## MATERIAL TO PROCESS
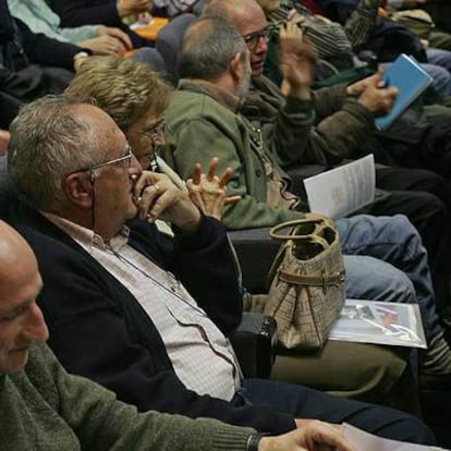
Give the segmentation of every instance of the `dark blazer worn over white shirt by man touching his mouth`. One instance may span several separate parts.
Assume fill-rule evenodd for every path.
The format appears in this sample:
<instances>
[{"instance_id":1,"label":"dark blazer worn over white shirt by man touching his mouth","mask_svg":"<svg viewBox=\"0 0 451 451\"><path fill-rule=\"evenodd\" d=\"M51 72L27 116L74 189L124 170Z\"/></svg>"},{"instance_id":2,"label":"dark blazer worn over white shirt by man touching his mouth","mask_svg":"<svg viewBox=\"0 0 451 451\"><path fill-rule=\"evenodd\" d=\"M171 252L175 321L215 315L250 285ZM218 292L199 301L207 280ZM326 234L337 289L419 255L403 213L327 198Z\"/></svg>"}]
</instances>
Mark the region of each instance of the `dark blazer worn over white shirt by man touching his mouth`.
<instances>
[{"instance_id":1,"label":"dark blazer worn over white shirt by man touching his mouth","mask_svg":"<svg viewBox=\"0 0 451 451\"><path fill-rule=\"evenodd\" d=\"M33 229L16 227L39 263L44 290L38 302L49 325L49 344L69 371L110 388L141 411L214 417L273 434L295 427L292 417L270 406L187 390L155 325L130 291L39 214L28 211L25 222ZM130 244L176 275L224 334L236 327L241 294L222 224L204 218L194 235L176 233L174 240L144 221L130 226Z\"/></svg>"}]
</instances>

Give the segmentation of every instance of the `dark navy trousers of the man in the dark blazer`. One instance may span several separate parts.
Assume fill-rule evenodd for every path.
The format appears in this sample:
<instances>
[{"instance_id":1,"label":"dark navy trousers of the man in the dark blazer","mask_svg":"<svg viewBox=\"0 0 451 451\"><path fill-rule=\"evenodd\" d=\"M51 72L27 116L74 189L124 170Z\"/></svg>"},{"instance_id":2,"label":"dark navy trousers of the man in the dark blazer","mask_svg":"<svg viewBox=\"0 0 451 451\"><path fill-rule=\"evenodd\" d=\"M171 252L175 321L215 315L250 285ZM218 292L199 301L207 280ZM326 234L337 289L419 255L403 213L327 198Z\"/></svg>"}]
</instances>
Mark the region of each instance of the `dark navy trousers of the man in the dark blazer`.
<instances>
[{"instance_id":1,"label":"dark navy trousers of the man in the dark blazer","mask_svg":"<svg viewBox=\"0 0 451 451\"><path fill-rule=\"evenodd\" d=\"M245 379L233 403L266 404L294 418L316 418L329 423L346 422L386 438L414 443L435 443L434 435L415 416L380 405L336 398L293 383Z\"/></svg>"}]
</instances>

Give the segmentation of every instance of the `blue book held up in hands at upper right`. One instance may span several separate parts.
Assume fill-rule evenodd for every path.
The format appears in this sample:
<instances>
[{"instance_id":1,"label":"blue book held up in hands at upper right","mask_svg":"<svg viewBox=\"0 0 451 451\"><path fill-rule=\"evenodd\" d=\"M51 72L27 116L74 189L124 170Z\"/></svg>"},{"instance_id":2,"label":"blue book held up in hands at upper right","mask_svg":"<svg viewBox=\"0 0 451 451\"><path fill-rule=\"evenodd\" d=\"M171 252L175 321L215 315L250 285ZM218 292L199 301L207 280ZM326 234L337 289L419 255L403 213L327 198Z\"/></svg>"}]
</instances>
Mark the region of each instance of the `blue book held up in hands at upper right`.
<instances>
[{"instance_id":1,"label":"blue book held up in hands at upper right","mask_svg":"<svg viewBox=\"0 0 451 451\"><path fill-rule=\"evenodd\" d=\"M399 93L391 110L376 119L379 130L389 127L430 85L432 78L413 58L402 53L385 71L382 81L386 86L395 86Z\"/></svg>"}]
</instances>

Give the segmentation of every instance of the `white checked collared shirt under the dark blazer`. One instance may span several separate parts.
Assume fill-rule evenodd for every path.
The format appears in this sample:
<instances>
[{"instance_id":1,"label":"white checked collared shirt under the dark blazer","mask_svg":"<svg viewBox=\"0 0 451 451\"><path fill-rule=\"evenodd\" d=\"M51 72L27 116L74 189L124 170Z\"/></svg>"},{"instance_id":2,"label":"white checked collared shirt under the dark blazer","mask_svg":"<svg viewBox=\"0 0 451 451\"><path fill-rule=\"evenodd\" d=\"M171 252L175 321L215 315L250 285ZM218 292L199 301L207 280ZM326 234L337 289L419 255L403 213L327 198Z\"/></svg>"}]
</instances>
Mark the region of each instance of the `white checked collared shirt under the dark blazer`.
<instances>
[{"instance_id":1,"label":"white checked collared shirt under the dark blazer","mask_svg":"<svg viewBox=\"0 0 451 451\"><path fill-rule=\"evenodd\" d=\"M233 398L241 380L229 341L172 273L127 244L126 227L107 244L93 230L44 215L135 296L157 327L186 388L227 401Z\"/></svg>"}]
</instances>

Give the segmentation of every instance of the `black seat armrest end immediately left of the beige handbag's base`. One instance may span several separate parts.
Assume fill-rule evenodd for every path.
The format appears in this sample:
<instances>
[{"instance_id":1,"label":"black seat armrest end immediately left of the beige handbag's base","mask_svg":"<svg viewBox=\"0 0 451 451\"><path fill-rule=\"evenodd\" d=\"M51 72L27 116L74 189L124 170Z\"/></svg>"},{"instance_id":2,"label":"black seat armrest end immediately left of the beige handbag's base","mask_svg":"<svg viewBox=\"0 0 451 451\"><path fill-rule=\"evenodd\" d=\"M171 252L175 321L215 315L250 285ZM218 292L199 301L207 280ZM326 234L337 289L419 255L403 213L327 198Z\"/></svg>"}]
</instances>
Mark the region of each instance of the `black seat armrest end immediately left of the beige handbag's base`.
<instances>
[{"instance_id":1,"label":"black seat armrest end immediately left of the beige handbag's base","mask_svg":"<svg viewBox=\"0 0 451 451\"><path fill-rule=\"evenodd\" d=\"M270 316L246 312L230 336L245 378L268 378L275 361L277 324Z\"/></svg>"}]
</instances>

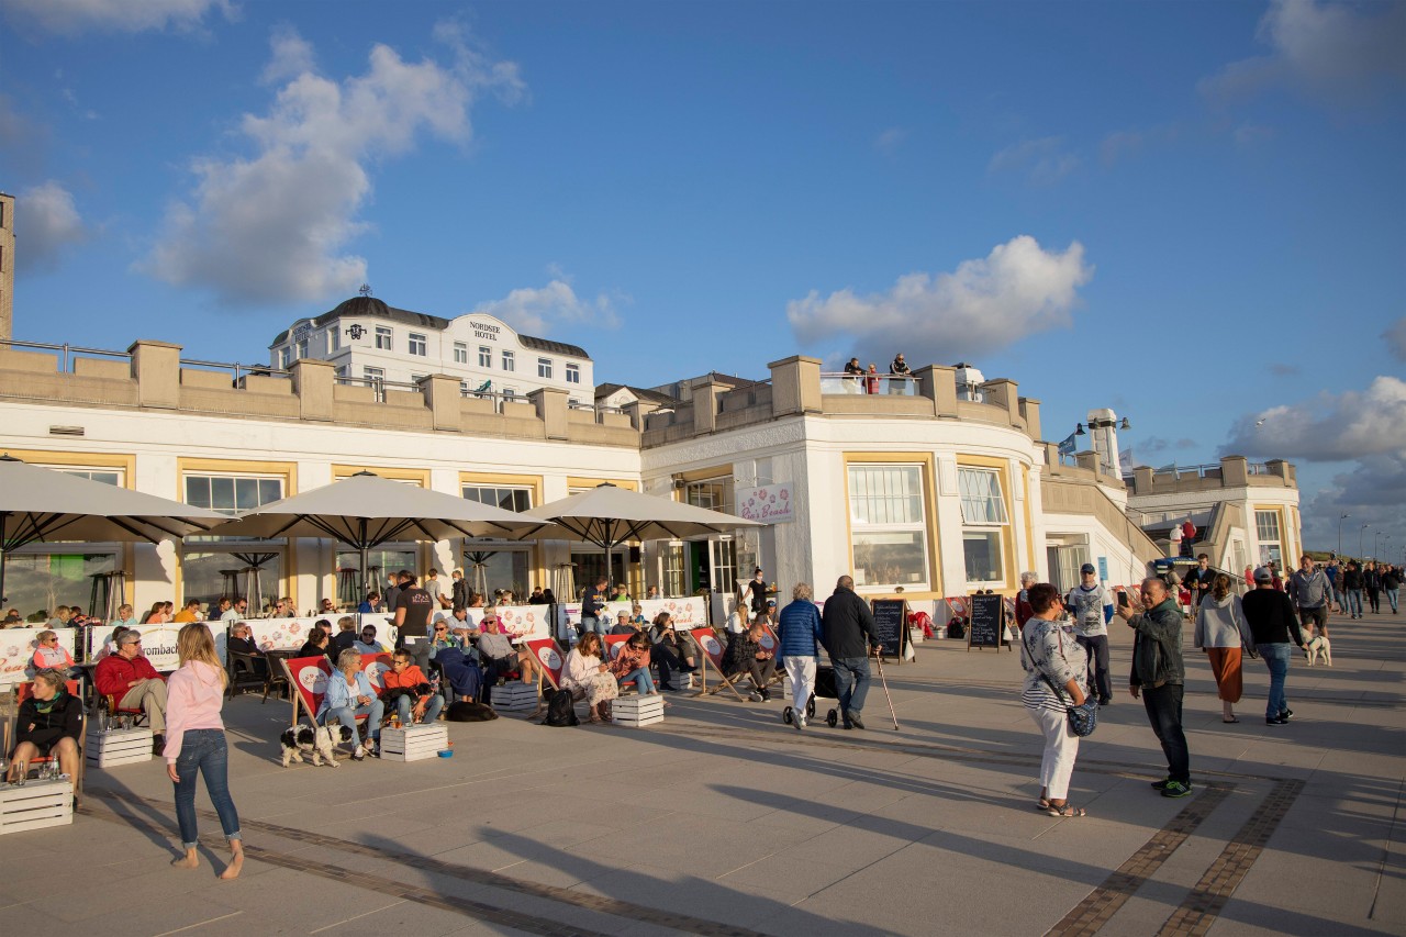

## PROBLEM DESCRIPTION
Output the records exactly as they appear, skipping any pictures.

## SOLUTION TO THE EXERCISE
Give the segmentation of every instance of the `dark blazer worn over white shirt by man touching his mouth`. One instance may span several separate parts.
Assume fill-rule evenodd for every path.
The format appears in this sample:
<instances>
[{"instance_id":1,"label":"dark blazer worn over white shirt by man touching his mouth","mask_svg":"<svg viewBox=\"0 0 451 451\"><path fill-rule=\"evenodd\" d=\"M51 72L27 116L74 189L124 170Z\"/></svg>"},{"instance_id":2,"label":"dark blazer worn over white shirt by man touching his mouth","mask_svg":"<svg viewBox=\"0 0 451 451\"><path fill-rule=\"evenodd\" d=\"M171 252L175 321L215 315L250 285ZM218 292L199 301L207 280ZM326 234L337 289L419 255L403 213L327 198Z\"/></svg>"}]
</instances>
Mark the region of each instance of the `dark blazer worn over white shirt by man touching his mouth`.
<instances>
[{"instance_id":1,"label":"dark blazer worn over white shirt by man touching his mouth","mask_svg":"<svg viewBox=\"0 0 451 451\"><path fill-rule=\"evenodd\" d=\"M33 229L16 227L39 263L44 290L38 302L49 325L49 344L69 371L110 388L141 411L214 417L273 434L295 427L292 417L270 406L187 390L155 325L130 291L39 214L28 211L25 222ZM130 244L176 275L224 334L236 327L241 294L222 224L204 218L194 235L176 233L174 240L144 221L130 226Z\"/></svg>"}]
</instances>

Give the segmentation of every instance of the `dark navy trousers of the man in the dark blazer`. One instance may span several separate parts.
Assume fill-rule evenodd for every path.
The format appears in this sample:
<instances>
[{"instance_id":1,"label":"dark navy trousers of the man in the dark blazer","mask_svg":"<svg viewBox=\"0 0 451 451\"><path fill-rule=\"evenodd\" d=\"M51 72L27 116L74 189L124 170Z\"/></svg>"},{"instance_id":2,"label":"dark navy trousers of the man in the dark blazer","mask_svg":"<svg viewBox=\"0 0 451 451\"><path fill-rule=\"evenodd\" d=\"M171 252L175 321L215 315L250 285ZM218 292L199 301L207 280ZM326 234L337 289L419 255L403 213L327 198Z\"/></svg>"}]
</instances>
Mark the region of each instance of the `dark navy trousers of the man in the dark blazer`.
<instances>
[{"instance_id":1,"label":"dark navy trousers of the man in the dark blazer","mask_svg":"<svg viewBox=\"0 0 451 451\"><path fill-rule=\"evenodd\" d=\"M245 379L233 403L266 404L294 418L316 418L329 423L346 422L386 438L414 443L435 443L434 435L415 416L380 405L336 398L293 383Z\"/></svg>"}]
</instances>

Give the segmentation of every instance of the `blue book held up in hands at upper right`. One instance may span several separate parts.
Assume fill-rule evenodd for every path.
The format appears in this sample:
<instances>
[{"instance_id":1,"label":"blue book held up in hands at upper right","mask_svg":"<svg viewBox=\"0 0 451 451\"><path fill-rule=\"evenodd\" d=\"M51 72L27 116L74 189L124 170Z\"/></svg>"},{"instance_id":2,"label":"blue book held up in hands at upper right","mask_svg":"<svg viewBox=\"0 0 451 451\"><path fill-rule=\"evenodd\" d=\"M171 252L175 321L215 315L250 285ZM218 292L199 301L207 280ZM326 234L337 289L419 255L403 213L327 198Z\"/></svg>"}]
</instances>
Mark the region of each instance of the `blue book held up in hands at upper right`.
<instances>
[{"instance_id":1,"label":"blue book held up in hands at upper right","mask_svg":"<svg viewBox=\"0 0 451 451\"><path fill-rule=\"evenodd\" d=\"M399 93L391 110L376 119L379 130L389 127L430 85L432 78L413 58L402 53L385 71L382 81L386 86L395 86Z\"/></svg>"}]
</instances>

Give the segmentation of every instance of the `white checked collared shirt under the dark blazer`. One instance may span several separate parts.
Assume fill-rule evenodd for every path.
The format appears in this sample:
<instances>
[{"instance_id":1,"label":"white checked collared shirt under the dark blazer","mask_svg":"<svg viewBox=\"0 0 451 451\"><path fill-rule=\"evenodd\" d=\"M51 72L27 116L74 189L124 170Z\"/></svg>"},{"instance_id":2,"label":"white checked collared shirt under the dark blazer","mask_svg":"<svg viewBox=\"0 0 451 451\"><path fill-rule=\"evenodd\" d=\"M171 252L175 321L215 315L250 285ZM218 292L199 301L207 280ZM326 234L337 289L419 255L403 213L327 198Z\"/></svg>"}]
</instances>
Mark the region of each instance of the `white checked collared shirt under the dark blazer`.
<instances>
[{"instance_id":1,"label":"white checked collared shirt under the dark blazer","mask_svg":"<svg viewBox=\"0 0 451 451\"><path fill-rule=\"evenodd\" d=\"M233 398L241 380L229 341L172 273L127 244L126 227L107 244L93 230L44 215L135 296L157 327L186 388L227 401Z\"/></svg>"}]
</instances>

Give the segmentation of every instance of the `black seat armrest end immediately left of the beige handbag's base`. One instance may span several separate parts.
Assume fill-rule evenodd for every path.
The format appears in this sample:
<instances>
[{"instance_id":1,"label":"black seat armrest end immediately left of the beige handbag's base","mask_svg":"<svg viewBox=\"0 0 451 451\"><path fill-rule=\"evenodd\" d=\"M51 72L27 116L74 189L124 170Z\"/></svg>"},{"instance_id":2,"label":"black seat armrest end immediately left of the beige handbag's base","mask_svg":"<svg viewBox=\"0 0 451 451\"><path fill-rule=\"evenodd\" d=\"M171 252L175 321L215 315L250 285ZM218 292L199 301L207 280ZM326 234L337 289L419 255L403 213L327 198Z\"/></svg>"}]
</instances>
Mark the region of each instance of the `black seat armrest end immediately left of the beige handbag's base`.
<instances>
[{"instance_id":1,"label":"black seat armrest end immediately left of the beige handbag's base","mask_svg":"<svg viewBox=\"0 0 451 451\"><path fill-rule=\"evenodd\" d=\"M270 316L246 312L230 336L245 378L268 378L275 361L277 324Z\"/></svg>"}]
</instances>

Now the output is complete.